*Written request 1*
Retype the part of the passage on identity matrices that opens with the words containing "A In = In A" and closes with "inverse of the identity matrix In is equal to In.".
*Written request 2*
List every unknown that Example 1 in the passage on identity matrices asks you to find.
*Written request 3*
Carry on the passage on identity matrices from its last sentence.

Some of the most important properties of the identity matrices are given below.

1.    The product of an identity matrix In by a square matrix A is equal to A .

A In = In A = A

2.    The product of an identity matrix In by itself is equal to itself.

In In ... In = In

3.    The product of a square matrix A by its inverse A-1 is equal to the identity matrix In.

A A-1 = A-1 A = In

4.    The inverse of the identity matrix In is equal to In.

In-1 = In

5.    The transpose of the identity matrix In is equal to In.

InT = In

6.    The identity matrix is an orthogonal matrix. (Its columns and rows are orthonormal).
7.    The determinant of an identity matrix is equal to 1 .

Det (In) = 1

## Examples with Solutions



### Example 1

Find $$x$$, $$y$$ , $$z$$ and $$w$$ such that   $$\begin{bmatrix} x-2 & y+1 \\ 2z-1 & 2w-2 \end{bmatrix} \begin{bmatrix} 1 & 0 \\ 0 & 1 \end{bmatrix} = \begin{bmatrix} 2 & 6 \\ 9 & 10 \end{bmatrix}$$.

*Entries*
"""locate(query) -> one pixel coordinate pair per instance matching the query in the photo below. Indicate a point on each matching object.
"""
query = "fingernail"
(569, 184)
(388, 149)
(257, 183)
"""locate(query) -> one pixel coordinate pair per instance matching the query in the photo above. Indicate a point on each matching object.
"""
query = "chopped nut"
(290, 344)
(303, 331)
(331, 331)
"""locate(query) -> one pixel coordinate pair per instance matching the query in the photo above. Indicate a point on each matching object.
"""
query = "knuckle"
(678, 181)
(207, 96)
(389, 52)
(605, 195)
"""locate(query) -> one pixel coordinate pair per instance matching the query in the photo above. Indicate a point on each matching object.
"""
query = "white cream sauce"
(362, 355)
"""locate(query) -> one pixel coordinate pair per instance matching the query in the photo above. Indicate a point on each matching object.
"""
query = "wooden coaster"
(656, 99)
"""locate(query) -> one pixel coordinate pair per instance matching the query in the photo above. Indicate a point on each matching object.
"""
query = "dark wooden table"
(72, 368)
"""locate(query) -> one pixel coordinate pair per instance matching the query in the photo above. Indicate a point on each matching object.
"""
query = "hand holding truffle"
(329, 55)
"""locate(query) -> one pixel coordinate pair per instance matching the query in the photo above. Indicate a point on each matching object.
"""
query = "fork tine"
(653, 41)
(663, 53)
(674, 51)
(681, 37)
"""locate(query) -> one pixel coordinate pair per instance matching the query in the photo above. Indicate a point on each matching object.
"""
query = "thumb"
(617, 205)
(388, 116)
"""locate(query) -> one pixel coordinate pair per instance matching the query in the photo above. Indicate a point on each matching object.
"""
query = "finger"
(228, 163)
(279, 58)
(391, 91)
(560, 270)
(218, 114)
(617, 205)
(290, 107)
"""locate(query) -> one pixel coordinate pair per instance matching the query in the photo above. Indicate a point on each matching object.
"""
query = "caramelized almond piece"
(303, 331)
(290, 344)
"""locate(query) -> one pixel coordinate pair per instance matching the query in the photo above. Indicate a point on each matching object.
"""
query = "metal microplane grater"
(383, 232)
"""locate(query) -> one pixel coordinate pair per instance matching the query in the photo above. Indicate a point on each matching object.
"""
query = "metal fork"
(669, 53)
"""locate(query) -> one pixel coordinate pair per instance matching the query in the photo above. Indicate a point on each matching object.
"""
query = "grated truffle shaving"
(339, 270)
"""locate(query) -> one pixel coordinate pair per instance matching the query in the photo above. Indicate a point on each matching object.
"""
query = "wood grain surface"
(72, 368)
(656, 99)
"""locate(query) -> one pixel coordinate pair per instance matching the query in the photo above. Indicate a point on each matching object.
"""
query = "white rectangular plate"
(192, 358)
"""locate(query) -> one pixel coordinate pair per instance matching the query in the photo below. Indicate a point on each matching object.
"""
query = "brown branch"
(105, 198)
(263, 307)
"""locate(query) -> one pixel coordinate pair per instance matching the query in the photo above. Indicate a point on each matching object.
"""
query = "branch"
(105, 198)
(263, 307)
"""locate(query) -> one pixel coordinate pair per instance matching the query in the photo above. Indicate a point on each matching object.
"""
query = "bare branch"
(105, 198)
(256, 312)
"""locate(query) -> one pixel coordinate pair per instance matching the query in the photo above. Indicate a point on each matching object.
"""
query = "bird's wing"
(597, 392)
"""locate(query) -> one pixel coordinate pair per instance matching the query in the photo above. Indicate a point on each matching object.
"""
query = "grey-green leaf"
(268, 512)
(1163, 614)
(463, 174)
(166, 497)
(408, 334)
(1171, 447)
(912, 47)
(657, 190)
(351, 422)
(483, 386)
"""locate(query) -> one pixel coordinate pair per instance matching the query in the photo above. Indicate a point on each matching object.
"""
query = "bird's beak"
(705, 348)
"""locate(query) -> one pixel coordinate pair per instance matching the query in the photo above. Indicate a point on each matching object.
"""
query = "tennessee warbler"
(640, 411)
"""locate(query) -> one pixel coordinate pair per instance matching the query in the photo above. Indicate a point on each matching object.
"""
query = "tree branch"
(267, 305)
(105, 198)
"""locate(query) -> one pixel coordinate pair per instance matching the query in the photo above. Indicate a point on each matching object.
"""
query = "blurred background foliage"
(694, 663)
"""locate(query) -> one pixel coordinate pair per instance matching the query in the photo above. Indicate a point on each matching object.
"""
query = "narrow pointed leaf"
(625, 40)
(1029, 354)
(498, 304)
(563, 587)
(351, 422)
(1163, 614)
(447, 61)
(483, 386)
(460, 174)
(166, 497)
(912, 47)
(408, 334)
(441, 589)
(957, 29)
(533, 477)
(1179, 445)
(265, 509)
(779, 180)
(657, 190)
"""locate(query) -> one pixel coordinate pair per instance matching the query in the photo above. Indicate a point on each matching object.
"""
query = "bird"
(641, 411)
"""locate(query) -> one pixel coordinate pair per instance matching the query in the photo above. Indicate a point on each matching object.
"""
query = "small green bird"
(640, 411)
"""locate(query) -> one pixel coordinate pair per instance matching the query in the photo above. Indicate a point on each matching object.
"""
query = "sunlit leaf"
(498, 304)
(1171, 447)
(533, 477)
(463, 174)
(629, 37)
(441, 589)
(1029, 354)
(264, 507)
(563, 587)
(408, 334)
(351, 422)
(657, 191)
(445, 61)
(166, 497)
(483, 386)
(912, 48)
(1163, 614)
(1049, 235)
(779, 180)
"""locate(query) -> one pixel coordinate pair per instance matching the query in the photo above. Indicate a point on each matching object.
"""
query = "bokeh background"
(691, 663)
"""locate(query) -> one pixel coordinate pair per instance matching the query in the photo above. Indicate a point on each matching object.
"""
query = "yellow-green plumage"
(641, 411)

*Result 1*
A In = In A = A

2.    The product of an identity matrix In by itself is equal to itself.

In In ... In = In

3.    The product of a square matrix A by its inverse A-1 is equal to the identity matrix In.

A A-1 = A-1 A = In

4.    The inverse of the identity matrix In is equal to In.

*Result 2*
x, y, z, w

*Result 3*
### Solution

The product on the left of the matrix equation is of the form $$A I_2$$. According to property $$1$$, the product of a matrix with an identity matrix is equal to the matrix itself written as $$A I_2 = A$$. Hence we can write
$$\begin{bmatrix} x-2 & y+1 \\ 2z-1 & 2w-2 \end{bmatrix} \begin{bmatrix} 1 & 0 \\ 0 & 1 \end{bmatrix} = \begin{bmatrix} x-2 & y+1 \\ 2z-1 & 2w-2 \end{bmatrix}$$

Which also gives
$$\begin{bmatrix} x-2 & y+1 \\ 2z-1 & 2w-2 \end{bmatrix} = \begin{bmatrix} 2 & 6 \\ 9 & 10 \end{bmatrix}$$
Matrices of the same dimensions are equal if their corresponding entries are equal, hence the equations
$$x - 2 = 2$$
$$y + 1 = 6$$
$$2 z-1 = 9$$
$$2 w-2 = 10$$
Solve the above to obtain:
$$x = 4$$ , $$y = 5$$ , $$z = 5$$ , $$w = 6$$

### Example 2

Simplify the expressions $$A^{-1} (A + I_n) - I_n$$ where $$A$$ is a matrix of dimension $$n \times n$$.

### Solution

Use distribution to rewrite the given expression as:
$$A^{-1} (A + I_n) - I_n = A^{-1} A + A^{-1} I_n - I_n$$
Simplify the right side using the properties 3 and 1 above: $$A^{-1} A = I_n$$ and $$A^{-1} I_n = A^{-1}$$
$$A^{-1} (A + I_n) - I_n = I_n + A^{-1} - I_n$$
Simplify the right side
$$A^{-1} (A + I_n) - I_n = A^{-1}$$

### Example 3

Find matrix $$B$$ and its inverse $$B^{-1}$$ given that $$A = \begin{bmatrix} 5 & 2 \\ 7 & 3 \end{bmatrix}$$ and $$B = \begin{bmatrix} 3 & x \\ y & 5 \end{bmatrix}$$ and $$A B = I_2$$.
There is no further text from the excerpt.